-- Task list --
1. From the passage on insomnia, write out word for word the part that opens with the words containing "Your doctor may ask" and closes with "for your symptoms.".
2. The passage on insomnia names accessories that can help block out distractions. List all of them.
3. Carry on the passage on insomnia from its last sentence.
[Passage to read — start]
Doctors may recommend medications or sleep aids if chronic insomnia symptoms do not improve with CBT-I. People with insomnia should consult with their health care providers before beginning any medications or sleep aids.
When to Talk to Your Doctor About Insomnia
You may want to consult your doctor if you have symptoms such as difficulty sleeping or daytime fatigue. A doctor can evaluate your symptoms, diagnose the cause of your sleep problems, and create a personalized treatment plan.
Your doctor may ask you to keep a sleep diary for around a week. A sleep diary is a record of your specific sleep problems, the times when you fall asleep and wake up, and other observations related to your sleep habits.
A blood test is not usually needed to confirm an insomnia diagnosis. However, your doctor may recommend laboratory tests if they suspect that underlying health issues are to blame for your symptoms.
Typically, a sleep study is not required either. But a sleep study can help doctors detect other sleep disorders that could contribute to your insomnia, such as obstructive sleep apnea.
Tips to Prevent Insomnia
Preventing insomnia involves cultivating healthy sleep habits. Making several lifestyle changes can improve your sleep hygiene.
- Exercise daily: Getting at least 30 minutes of exercise each day can make it easier to fall asleep at night. But avoid exercising too close to bedtime, which can keep you awake.
- Avoid napping late in the day: Naps can make it harder to fall asleep at night if taken too late in the day. If you need a daytime nap, try to keep it under 30 minutes and take it at least eight hours before bedtime.
- Create a quiet, dark, and comfortable sleep environment: Making a comfortable sleep environment can help promote better sleep. Accessories such as white noise machines, blackout curtains, sleeping masks, and fans can help block out distractions.
- Keep a consistent sleep routine: For better sleep, stay on a regular sleep schedule. Even on the weekends, try to wake up and go to bed at consistent times every day.
- Avoid food and drinks that impact sleep: Stay away from caffeine in the afternoon and evening. Also, try to not drink alcohol or eat large meals too late in the day.
- Limit electronics before bedtime: Computer screens, TVs, cell phones, and tablets emit light that can signal the brain to stay awake.
- Don’t stay in bed if you can’t sleep: Get out of bed if you can’t sleep after 30 minutes of trying. Instead, try reading, meditating, or doing another quiet activity until you feel sleepy.
[Passage to read — finish]
[Dataset excerpts — start]
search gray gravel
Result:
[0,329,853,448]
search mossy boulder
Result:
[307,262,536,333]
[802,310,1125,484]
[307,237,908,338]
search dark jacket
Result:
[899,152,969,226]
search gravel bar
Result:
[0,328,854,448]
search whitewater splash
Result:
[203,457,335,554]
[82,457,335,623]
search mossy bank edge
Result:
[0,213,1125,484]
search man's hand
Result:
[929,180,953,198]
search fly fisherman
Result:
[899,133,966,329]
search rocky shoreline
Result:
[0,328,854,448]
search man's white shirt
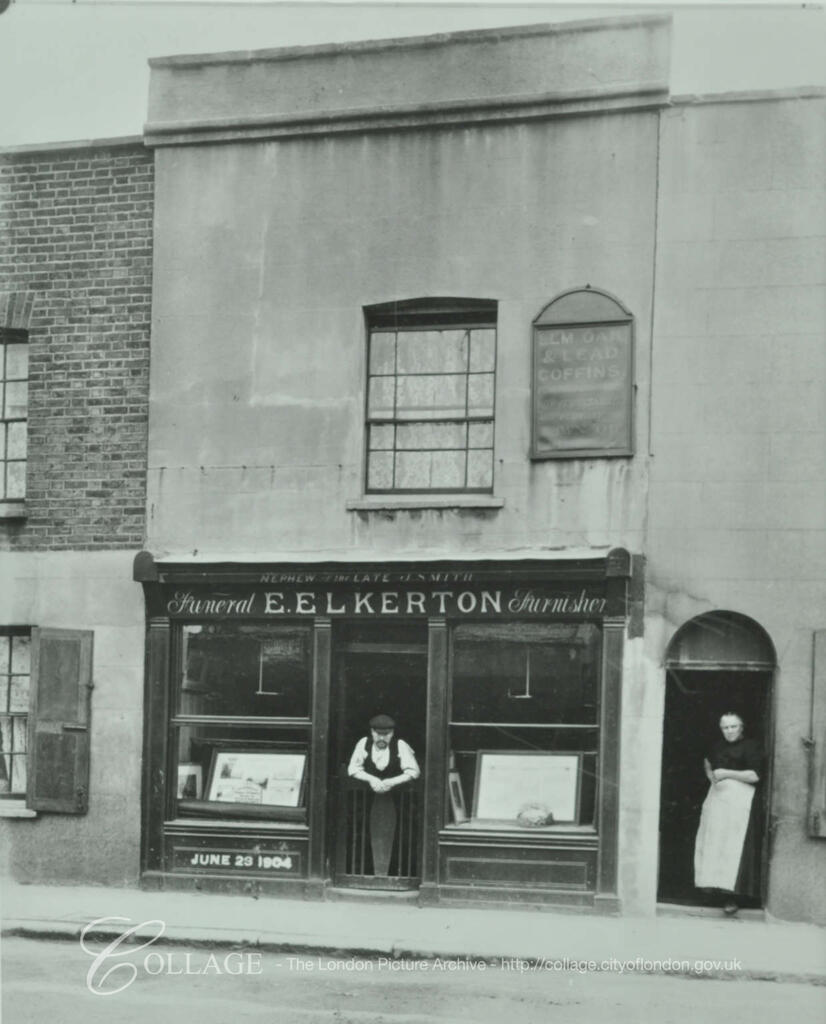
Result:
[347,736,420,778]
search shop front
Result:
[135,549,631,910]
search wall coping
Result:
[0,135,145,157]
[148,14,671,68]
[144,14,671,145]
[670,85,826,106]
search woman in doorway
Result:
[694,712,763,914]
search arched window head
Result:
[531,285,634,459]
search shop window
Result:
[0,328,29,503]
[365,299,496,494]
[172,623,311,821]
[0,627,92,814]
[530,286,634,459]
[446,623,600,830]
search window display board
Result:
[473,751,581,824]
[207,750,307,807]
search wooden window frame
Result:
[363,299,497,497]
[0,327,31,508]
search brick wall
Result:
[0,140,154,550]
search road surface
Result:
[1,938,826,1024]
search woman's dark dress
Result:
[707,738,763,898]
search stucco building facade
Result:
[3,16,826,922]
[Dataset excerpts — finish]
-- Answers below --
1.
Your doctor may ask you to keep a sleep diary for around a week. A sleep diary is a record of your specific sleep problems, the times when you fall asleep and wake up, and other observations related to your sleep habits.
A blood test is not usually needed to confirm an insomnia diagnosis. However, your doctor may recommend laboratory tests if they suspect that underlying health issues are to blame for your symptoms.

2.
- white noise machines
- blackout curtains
- sleeping masks
- fans

3.
Frequently Asked Questions About Insomnia
Is Insomnia a Symptom of COVID-19?
Many people diagnosed with COVID-19 have sleep problems like insomnia during the course of their infection. Difficulty sleeping can result from COVID-19 symptoms like nighttime cough, fever, and shortness of breath, as well as from medications. Additionally, people who have recovered from a COVID-19 frequently complain of insomnia, sometimes for months afterward.
What Is Fatal Insomnia?
Unlike short-term or chronic insomnia, fatal insomnia is an exceptionally rare, incurable disease. Fatal insomnia is marked by progressively worsening insomnia, as well as changes in heart rate, blood pressure, and cognition.
What Is the Difference Between Insomnia and Insufficient Sleep?
While both insomnia and insufficient sleep can cause similar symptoms, these conditions are diagnosed and treated differently.
Insomnia involves trouble sleeping that affects daytime functioning, even if a person has enough opportunity and time to sleep. By contrast, insufficient sleep is caused by not having enough chances for sleep or by not spending enough time in bed. Unlike those with insomnia, people with insufficient sleep can usually fall asleep when they have the opportunity.
How Much Sleep Do I Need?
The average adult needs seven to nine hours of sleep every night. Younger children require more sleep, while older adults may need fewer hours at night.
Insomnia can prevent someone from getting the recommended amount of sleep. If you have insomnia symptoms, getting an accurate diagnosis from a doctor and a personalized treatment plan can help you feel refreshed and improve your health as well.